### [The request]
Reproduce verbatim the lines of the listing, starting with the line that contains "Mark the innermost point of each instance of the blue blurred" and continuing through the end of the listing.

### [The records]
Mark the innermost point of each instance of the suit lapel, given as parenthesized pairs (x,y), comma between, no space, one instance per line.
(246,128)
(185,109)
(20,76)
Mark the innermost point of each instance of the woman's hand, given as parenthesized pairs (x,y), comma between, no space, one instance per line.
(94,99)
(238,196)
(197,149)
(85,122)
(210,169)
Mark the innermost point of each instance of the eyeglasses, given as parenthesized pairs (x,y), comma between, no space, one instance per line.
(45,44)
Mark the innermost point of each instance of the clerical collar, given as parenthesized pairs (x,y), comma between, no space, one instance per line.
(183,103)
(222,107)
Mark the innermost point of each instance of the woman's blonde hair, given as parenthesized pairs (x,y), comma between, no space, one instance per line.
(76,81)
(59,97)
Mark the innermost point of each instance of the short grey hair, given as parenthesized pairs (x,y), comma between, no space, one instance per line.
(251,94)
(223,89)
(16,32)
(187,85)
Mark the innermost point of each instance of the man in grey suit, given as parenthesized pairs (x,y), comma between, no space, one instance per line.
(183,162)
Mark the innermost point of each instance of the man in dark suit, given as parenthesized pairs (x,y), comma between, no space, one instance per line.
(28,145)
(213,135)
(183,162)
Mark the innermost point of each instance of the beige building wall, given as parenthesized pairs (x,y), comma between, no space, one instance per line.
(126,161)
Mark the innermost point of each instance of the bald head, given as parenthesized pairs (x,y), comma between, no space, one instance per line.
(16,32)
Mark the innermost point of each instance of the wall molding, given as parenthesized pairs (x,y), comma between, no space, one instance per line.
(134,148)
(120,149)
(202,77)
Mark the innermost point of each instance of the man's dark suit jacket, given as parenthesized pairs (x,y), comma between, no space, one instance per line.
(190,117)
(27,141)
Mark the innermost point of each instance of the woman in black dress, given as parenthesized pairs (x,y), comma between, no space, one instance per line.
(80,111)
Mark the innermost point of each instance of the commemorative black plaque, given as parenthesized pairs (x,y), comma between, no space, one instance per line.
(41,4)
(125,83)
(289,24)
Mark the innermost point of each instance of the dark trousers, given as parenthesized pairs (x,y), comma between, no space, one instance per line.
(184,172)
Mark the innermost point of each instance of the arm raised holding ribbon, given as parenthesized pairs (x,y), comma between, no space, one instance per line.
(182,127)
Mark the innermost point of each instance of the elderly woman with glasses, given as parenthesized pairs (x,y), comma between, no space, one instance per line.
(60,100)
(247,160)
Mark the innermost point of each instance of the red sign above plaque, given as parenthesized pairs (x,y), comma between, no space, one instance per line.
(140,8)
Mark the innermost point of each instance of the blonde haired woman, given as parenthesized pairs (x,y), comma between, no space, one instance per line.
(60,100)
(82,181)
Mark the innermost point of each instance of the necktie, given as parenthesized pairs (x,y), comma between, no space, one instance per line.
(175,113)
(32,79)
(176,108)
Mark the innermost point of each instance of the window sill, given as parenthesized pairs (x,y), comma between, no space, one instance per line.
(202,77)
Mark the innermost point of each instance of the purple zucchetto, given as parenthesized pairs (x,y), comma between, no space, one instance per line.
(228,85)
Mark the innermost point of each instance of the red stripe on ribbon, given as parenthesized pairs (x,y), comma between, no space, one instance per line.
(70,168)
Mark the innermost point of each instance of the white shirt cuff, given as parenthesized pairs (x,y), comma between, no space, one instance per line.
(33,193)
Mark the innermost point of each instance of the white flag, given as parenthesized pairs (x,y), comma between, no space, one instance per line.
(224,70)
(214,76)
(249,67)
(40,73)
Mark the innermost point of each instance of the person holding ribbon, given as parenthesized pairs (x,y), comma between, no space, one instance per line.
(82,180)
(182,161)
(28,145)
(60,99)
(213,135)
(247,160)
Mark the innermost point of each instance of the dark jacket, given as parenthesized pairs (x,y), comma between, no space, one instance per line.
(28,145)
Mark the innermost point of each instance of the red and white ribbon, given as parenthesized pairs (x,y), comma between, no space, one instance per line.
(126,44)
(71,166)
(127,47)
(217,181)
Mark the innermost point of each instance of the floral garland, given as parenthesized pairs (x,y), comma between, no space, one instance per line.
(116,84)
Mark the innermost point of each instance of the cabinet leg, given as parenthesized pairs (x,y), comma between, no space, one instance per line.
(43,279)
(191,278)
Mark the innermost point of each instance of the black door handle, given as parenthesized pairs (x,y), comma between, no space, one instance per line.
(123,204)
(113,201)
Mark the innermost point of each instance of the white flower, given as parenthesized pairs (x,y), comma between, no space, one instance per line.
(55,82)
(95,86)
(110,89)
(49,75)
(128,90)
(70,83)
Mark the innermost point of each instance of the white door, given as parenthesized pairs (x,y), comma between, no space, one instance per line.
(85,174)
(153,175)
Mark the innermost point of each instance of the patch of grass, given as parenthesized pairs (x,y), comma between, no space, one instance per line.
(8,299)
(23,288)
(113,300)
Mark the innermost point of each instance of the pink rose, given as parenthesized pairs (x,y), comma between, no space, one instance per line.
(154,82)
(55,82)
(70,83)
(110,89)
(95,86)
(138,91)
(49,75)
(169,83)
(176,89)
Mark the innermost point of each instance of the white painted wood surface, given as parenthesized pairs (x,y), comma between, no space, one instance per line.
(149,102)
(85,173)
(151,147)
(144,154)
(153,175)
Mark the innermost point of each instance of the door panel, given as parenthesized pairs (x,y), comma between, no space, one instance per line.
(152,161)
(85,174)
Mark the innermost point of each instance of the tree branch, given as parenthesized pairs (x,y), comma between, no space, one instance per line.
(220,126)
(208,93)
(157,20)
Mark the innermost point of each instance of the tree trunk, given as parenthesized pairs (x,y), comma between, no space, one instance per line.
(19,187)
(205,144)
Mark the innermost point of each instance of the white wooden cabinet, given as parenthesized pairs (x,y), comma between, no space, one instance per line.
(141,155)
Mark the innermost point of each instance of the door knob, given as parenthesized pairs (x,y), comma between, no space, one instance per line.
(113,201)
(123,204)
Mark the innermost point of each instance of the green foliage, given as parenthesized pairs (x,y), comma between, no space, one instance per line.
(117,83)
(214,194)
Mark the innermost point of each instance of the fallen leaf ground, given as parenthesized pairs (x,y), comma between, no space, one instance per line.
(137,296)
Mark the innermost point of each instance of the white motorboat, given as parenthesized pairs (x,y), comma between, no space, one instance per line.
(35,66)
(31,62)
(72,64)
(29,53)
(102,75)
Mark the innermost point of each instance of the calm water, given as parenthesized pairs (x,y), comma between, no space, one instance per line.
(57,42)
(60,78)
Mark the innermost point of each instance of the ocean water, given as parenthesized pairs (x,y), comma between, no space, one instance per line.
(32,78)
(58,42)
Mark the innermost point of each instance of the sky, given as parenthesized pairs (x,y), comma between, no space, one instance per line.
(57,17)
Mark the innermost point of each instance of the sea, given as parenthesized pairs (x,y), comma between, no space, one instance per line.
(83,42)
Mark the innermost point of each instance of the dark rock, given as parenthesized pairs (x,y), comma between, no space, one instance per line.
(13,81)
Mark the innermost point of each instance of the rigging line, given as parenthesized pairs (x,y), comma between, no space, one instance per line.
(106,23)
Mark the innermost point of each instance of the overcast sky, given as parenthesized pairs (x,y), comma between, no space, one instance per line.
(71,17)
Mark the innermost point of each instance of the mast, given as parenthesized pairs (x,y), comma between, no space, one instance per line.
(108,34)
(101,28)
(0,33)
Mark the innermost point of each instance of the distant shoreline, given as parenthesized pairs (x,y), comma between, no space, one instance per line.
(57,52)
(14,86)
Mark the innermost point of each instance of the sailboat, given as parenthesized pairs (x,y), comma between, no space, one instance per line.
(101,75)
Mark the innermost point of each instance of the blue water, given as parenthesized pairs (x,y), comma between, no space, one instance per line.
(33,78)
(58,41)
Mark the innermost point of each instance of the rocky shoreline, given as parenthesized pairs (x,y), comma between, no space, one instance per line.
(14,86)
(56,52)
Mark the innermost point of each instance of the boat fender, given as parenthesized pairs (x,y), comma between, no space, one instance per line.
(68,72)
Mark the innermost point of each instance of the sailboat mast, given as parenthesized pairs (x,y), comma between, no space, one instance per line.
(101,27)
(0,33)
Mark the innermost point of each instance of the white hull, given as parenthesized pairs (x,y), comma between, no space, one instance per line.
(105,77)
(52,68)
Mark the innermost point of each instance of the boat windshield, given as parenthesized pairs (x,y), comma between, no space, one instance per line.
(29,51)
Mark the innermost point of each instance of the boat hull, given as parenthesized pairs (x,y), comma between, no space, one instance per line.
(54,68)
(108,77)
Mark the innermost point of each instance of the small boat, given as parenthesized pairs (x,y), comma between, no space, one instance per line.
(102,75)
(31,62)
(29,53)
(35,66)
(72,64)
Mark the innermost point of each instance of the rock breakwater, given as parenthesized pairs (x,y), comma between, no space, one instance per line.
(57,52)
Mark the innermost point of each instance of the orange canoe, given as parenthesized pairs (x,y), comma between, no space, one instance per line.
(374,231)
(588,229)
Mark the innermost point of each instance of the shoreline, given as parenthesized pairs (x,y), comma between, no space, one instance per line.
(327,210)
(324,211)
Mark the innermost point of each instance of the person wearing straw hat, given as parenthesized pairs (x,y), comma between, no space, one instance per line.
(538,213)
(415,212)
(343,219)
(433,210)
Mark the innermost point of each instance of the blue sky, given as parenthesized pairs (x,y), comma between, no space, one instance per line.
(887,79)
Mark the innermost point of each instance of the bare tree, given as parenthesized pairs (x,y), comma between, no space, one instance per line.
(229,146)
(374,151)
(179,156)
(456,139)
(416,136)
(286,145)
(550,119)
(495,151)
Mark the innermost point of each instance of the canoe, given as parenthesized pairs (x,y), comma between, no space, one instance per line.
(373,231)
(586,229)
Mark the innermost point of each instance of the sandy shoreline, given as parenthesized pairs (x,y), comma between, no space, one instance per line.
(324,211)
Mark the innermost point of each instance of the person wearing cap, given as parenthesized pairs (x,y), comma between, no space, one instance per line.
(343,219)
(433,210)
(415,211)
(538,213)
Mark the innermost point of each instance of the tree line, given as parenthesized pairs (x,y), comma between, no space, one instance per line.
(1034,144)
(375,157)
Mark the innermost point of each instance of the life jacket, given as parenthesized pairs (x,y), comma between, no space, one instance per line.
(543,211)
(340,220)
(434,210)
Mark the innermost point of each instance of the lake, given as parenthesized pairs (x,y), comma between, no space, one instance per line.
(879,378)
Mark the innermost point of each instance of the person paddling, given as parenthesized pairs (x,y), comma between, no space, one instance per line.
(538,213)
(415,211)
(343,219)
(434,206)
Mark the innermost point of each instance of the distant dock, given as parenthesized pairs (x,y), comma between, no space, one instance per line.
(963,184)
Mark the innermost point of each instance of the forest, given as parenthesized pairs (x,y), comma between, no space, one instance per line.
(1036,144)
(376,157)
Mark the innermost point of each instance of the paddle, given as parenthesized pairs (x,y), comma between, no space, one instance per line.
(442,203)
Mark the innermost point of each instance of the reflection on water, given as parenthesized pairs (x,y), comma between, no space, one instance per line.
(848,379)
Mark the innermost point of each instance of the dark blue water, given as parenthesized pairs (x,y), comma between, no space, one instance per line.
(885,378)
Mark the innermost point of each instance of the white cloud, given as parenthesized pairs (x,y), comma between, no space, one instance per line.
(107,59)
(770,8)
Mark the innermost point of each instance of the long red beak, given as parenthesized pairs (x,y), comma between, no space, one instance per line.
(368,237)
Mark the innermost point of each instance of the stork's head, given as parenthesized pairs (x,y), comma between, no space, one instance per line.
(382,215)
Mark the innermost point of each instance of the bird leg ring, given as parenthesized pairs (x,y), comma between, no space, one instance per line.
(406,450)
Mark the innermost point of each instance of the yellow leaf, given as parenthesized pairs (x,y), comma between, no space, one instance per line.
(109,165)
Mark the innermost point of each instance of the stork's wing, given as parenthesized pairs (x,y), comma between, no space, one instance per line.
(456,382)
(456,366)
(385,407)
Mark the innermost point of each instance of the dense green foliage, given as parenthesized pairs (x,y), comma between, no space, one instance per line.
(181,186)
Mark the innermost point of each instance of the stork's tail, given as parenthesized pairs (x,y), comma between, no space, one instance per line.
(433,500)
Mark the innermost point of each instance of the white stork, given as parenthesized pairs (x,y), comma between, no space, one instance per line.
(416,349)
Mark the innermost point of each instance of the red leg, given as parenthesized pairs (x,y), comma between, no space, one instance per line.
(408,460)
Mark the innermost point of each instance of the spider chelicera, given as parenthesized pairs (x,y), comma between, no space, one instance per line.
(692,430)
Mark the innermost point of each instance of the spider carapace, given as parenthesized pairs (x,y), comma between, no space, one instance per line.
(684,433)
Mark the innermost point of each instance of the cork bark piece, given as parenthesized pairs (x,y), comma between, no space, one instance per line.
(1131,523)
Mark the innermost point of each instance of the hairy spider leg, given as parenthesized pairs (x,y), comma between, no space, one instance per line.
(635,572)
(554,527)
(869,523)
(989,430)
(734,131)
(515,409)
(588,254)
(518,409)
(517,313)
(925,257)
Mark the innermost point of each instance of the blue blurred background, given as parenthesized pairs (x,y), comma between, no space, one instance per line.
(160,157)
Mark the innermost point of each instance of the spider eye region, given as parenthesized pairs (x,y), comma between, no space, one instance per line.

### [Solution to this exercise]
Mark the innermost point of each instance of the blue blurred background, given as parenthesized pairs (x,y), comma between, no space, one instance per line.
(160,157)
Mark the innermost point of each instance of the spider eye region, given as parenthesized pairs (x,y), comma between, no space, one instance per line.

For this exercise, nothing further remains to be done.